→ Data section
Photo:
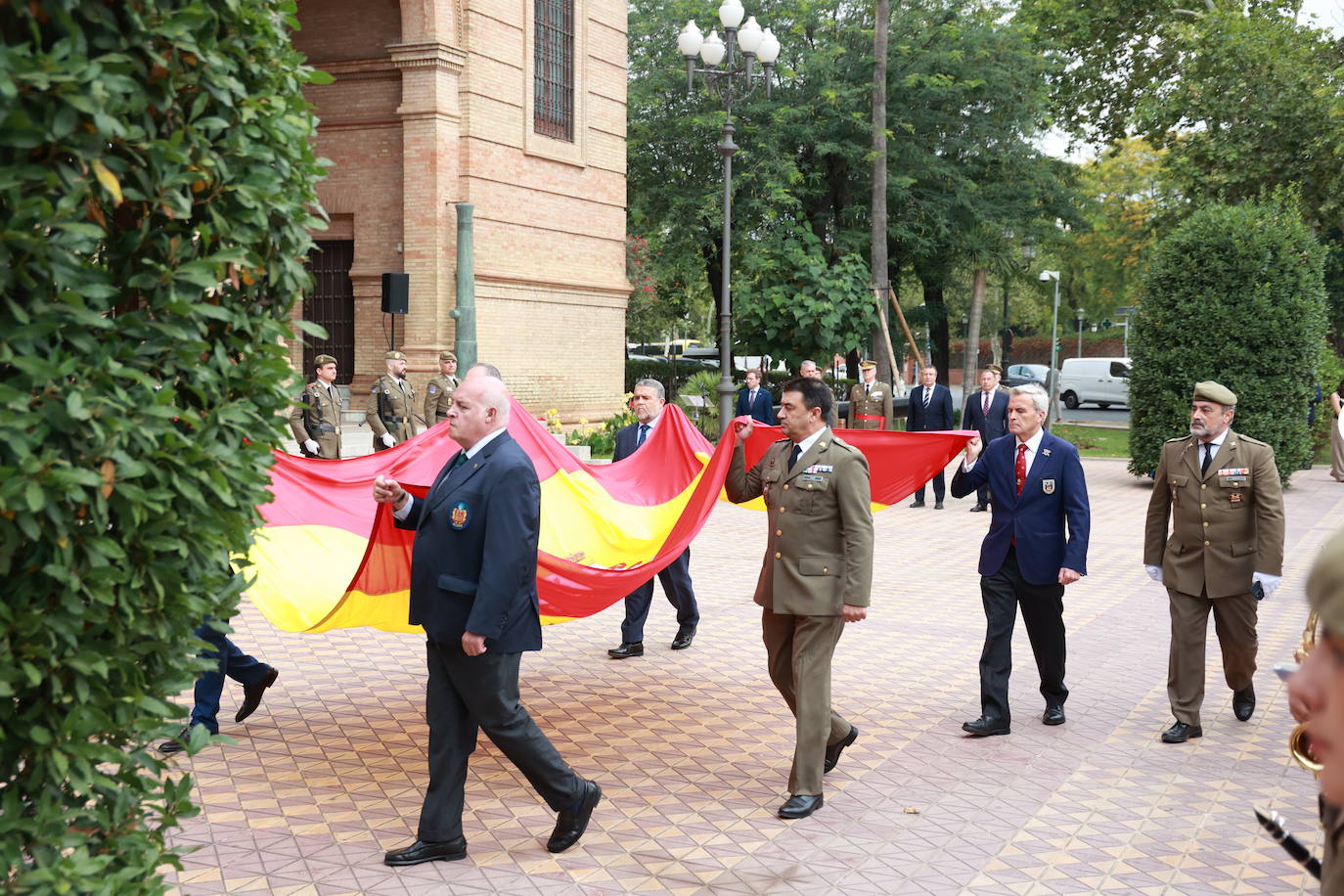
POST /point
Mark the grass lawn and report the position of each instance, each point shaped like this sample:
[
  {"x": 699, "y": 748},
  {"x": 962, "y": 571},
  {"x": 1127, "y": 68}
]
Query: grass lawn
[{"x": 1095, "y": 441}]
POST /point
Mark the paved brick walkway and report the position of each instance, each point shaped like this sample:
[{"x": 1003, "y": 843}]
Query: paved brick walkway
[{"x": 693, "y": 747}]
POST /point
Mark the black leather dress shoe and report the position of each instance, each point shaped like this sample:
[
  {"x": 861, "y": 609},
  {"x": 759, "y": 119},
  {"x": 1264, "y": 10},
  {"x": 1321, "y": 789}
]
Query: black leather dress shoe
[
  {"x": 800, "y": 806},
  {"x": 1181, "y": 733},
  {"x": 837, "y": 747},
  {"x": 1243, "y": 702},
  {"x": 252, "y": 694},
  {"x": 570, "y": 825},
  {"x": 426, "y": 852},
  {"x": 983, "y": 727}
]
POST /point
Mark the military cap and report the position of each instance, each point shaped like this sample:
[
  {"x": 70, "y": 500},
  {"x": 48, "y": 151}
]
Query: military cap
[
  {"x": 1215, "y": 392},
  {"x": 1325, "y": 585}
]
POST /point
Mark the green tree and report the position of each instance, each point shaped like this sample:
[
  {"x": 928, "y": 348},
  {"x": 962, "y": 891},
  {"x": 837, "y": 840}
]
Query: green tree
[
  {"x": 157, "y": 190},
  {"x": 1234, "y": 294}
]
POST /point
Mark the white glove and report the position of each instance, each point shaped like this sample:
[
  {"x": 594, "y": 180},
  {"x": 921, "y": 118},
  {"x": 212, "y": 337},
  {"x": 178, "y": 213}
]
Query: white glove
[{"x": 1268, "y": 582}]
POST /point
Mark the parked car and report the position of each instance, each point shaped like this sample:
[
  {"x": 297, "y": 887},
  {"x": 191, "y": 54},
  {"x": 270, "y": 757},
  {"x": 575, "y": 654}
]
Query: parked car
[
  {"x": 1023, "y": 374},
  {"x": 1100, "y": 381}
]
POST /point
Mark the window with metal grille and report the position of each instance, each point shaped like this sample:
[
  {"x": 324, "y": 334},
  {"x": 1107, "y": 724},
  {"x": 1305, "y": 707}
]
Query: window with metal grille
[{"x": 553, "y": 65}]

→ Problem description
Report every line above that contains the word "with", copying each one in full.

→ The response
Mark the window with metal grille and report the position of each instance, each point shaped like this sample:
Query: window with metal grille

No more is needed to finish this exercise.